"""

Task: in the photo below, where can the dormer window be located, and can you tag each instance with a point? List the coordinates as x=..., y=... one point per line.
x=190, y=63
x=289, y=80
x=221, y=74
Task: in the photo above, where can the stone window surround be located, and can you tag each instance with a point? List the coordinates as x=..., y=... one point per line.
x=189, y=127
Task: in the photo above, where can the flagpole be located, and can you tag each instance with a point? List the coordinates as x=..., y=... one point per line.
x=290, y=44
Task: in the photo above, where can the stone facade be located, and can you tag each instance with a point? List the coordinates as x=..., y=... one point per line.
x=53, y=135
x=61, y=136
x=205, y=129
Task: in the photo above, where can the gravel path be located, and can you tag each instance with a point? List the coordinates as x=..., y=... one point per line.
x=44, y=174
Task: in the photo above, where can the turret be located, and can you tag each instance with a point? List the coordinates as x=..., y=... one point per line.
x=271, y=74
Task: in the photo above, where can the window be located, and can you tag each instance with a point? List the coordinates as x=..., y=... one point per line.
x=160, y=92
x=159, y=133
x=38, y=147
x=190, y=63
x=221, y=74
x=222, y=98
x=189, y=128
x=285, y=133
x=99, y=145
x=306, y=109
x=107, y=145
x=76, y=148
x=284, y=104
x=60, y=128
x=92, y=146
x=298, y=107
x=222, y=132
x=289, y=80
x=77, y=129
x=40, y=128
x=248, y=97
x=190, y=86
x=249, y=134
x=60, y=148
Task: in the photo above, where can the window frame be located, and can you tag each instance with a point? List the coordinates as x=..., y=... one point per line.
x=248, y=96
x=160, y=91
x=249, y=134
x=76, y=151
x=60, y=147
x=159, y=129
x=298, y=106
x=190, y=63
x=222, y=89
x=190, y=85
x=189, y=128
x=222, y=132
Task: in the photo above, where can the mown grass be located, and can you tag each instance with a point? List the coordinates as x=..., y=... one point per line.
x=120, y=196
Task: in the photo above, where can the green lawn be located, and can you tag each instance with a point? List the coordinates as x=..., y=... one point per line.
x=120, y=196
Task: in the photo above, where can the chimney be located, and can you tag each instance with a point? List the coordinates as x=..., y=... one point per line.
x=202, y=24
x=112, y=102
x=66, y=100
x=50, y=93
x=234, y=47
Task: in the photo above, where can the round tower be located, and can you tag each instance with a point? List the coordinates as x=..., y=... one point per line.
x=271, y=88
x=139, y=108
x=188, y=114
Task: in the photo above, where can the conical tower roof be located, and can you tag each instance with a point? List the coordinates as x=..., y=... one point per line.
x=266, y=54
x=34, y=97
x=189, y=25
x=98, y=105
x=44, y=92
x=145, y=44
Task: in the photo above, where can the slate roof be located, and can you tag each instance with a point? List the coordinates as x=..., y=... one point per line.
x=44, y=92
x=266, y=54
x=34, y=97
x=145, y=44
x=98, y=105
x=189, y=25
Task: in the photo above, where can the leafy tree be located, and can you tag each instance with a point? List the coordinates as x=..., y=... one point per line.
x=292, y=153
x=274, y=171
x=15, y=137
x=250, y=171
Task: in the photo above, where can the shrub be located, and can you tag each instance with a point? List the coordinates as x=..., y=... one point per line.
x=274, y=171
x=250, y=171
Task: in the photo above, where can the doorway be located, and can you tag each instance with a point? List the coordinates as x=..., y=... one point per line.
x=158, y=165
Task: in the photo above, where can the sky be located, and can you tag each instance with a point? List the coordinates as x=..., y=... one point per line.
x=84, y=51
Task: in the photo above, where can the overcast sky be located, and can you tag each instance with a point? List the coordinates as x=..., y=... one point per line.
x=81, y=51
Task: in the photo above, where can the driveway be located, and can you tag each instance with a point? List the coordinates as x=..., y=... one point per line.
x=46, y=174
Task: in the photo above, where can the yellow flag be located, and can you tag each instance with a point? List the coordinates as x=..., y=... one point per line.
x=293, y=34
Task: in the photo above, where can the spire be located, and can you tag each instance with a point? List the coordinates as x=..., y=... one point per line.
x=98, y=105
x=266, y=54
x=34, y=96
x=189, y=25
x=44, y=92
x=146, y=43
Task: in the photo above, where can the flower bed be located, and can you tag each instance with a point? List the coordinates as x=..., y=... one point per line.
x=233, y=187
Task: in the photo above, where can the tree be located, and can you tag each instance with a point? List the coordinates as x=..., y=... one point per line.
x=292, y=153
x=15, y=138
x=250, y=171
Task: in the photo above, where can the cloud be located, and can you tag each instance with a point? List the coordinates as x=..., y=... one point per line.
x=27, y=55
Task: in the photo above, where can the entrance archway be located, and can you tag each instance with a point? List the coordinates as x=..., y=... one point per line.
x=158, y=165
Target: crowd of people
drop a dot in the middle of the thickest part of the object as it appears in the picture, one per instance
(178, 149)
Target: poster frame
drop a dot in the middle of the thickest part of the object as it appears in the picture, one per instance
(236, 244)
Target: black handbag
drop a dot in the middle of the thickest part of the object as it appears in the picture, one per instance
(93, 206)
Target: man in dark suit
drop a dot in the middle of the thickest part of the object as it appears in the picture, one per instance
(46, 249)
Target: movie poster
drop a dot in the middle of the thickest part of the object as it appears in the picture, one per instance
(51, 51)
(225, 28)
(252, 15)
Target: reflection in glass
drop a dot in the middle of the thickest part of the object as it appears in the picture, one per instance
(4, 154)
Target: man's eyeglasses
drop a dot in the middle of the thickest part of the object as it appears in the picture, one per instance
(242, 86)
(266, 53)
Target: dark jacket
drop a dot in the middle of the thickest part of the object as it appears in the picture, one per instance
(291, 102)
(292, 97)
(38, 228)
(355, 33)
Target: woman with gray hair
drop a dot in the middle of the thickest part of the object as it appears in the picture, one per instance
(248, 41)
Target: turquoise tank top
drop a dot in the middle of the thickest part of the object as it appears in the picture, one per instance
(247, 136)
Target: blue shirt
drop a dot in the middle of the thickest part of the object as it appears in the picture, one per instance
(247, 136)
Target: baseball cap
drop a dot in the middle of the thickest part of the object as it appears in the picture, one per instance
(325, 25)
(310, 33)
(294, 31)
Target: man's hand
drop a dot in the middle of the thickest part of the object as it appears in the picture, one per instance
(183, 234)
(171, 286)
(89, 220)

"""

### [What needs to be done]
Render as a numbered list the lines of the entries that begin with the line containing "Task: in the photo above, where can the stone window" and run through the line containing "x=290, y=44", with blank lines omitted.

### [Full output]
1. Task: in the photo above, where can the stone window surround be located, and can you tag each instance with a point? List the coordinates as x=..., y=... one point per line.
2. x=189, y=127
3. Task: in the photo above, where can the flagpole be located, and can you tag each instance with a point? List the coordinates as x=..., y=... one point per line.
4. x=290, y=44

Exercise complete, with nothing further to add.